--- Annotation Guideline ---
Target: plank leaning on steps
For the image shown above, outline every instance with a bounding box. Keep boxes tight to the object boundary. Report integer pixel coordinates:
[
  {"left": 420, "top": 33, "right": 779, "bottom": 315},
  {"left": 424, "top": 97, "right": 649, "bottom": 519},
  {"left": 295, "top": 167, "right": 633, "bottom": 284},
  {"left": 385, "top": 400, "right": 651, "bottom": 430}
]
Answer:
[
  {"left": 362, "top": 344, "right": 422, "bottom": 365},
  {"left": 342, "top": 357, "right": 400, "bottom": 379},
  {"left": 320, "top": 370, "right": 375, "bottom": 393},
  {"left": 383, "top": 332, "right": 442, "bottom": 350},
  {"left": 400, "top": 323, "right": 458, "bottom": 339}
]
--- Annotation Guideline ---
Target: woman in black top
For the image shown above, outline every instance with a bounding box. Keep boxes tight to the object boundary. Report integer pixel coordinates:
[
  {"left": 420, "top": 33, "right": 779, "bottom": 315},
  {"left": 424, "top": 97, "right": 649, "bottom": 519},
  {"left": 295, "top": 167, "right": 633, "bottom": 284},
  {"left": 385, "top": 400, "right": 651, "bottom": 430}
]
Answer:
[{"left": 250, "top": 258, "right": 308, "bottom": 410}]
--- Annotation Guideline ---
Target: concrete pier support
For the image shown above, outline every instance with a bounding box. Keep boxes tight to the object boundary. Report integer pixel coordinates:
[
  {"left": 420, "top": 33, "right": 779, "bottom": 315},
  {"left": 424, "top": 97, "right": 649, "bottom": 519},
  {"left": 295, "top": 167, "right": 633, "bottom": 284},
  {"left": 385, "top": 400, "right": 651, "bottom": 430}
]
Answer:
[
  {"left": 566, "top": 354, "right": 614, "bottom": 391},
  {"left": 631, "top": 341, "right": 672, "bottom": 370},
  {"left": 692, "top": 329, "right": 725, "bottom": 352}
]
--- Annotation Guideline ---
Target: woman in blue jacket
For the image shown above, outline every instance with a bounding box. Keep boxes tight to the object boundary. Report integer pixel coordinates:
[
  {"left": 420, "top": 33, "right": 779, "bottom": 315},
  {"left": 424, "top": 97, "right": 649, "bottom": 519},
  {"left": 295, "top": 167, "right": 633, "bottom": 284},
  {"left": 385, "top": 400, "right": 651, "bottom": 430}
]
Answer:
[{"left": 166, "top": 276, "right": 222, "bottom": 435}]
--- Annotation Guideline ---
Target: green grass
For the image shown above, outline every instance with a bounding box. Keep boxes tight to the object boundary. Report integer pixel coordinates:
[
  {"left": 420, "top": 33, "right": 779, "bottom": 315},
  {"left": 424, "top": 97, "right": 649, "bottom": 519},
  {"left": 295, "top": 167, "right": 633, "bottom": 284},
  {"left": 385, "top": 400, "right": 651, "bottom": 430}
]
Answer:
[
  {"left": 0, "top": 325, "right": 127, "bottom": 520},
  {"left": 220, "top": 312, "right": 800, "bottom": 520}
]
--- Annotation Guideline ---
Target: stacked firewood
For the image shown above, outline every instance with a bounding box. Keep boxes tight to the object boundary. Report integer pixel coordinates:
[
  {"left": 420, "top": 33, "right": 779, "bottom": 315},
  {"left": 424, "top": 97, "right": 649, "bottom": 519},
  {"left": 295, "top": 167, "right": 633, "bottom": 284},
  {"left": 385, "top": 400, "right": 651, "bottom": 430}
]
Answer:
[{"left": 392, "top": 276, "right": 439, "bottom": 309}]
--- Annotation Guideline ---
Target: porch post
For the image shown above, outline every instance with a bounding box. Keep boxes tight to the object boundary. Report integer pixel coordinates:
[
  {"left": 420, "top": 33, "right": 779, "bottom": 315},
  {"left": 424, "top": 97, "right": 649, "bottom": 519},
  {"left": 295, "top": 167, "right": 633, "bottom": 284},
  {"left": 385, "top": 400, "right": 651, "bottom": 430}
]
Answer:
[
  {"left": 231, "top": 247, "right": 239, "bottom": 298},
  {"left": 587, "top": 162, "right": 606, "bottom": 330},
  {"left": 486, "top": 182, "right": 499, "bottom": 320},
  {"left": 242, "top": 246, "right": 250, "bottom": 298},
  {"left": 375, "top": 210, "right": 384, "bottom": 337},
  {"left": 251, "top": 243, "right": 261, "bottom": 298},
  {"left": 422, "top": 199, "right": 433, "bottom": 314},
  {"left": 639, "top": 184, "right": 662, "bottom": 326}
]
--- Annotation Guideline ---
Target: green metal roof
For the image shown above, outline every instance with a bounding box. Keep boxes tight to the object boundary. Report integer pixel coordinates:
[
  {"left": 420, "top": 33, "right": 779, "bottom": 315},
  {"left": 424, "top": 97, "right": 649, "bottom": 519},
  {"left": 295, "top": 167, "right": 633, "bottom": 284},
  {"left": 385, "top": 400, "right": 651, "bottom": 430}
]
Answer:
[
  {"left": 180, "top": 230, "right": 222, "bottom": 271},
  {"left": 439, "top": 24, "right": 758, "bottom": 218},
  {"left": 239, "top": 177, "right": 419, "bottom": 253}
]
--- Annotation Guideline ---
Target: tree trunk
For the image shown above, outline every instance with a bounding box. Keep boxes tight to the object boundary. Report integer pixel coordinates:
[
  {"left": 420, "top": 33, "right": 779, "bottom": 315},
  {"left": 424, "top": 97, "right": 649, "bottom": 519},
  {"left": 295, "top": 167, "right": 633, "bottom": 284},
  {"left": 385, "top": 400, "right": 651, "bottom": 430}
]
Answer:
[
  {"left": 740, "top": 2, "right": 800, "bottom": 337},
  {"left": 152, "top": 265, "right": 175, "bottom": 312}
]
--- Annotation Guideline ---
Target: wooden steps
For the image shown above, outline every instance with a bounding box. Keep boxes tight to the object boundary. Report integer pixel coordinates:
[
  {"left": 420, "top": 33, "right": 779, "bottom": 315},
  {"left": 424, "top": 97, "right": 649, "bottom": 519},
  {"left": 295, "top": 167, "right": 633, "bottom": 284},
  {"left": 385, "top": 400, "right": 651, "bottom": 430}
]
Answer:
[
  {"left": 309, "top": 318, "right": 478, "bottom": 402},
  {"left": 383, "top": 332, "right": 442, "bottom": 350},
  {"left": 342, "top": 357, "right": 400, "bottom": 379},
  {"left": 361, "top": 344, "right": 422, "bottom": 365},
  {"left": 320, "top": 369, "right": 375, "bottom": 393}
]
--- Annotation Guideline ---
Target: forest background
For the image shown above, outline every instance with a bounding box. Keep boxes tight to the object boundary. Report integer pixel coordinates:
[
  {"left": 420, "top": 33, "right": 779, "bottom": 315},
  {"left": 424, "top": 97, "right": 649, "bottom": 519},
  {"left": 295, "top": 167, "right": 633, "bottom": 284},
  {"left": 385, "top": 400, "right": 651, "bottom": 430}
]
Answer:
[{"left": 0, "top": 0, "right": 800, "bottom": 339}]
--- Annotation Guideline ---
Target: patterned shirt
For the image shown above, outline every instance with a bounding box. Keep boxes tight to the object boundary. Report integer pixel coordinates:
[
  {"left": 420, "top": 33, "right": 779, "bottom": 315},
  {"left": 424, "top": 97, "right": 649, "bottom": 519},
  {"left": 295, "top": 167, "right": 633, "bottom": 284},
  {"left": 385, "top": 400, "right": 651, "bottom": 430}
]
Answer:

++++++

--- Exercise ---
Return every line of the listing above that contains the word "woman", matching case exactly.

--- Finished task ---
Target: woman in black top
Target: woman in blue jacket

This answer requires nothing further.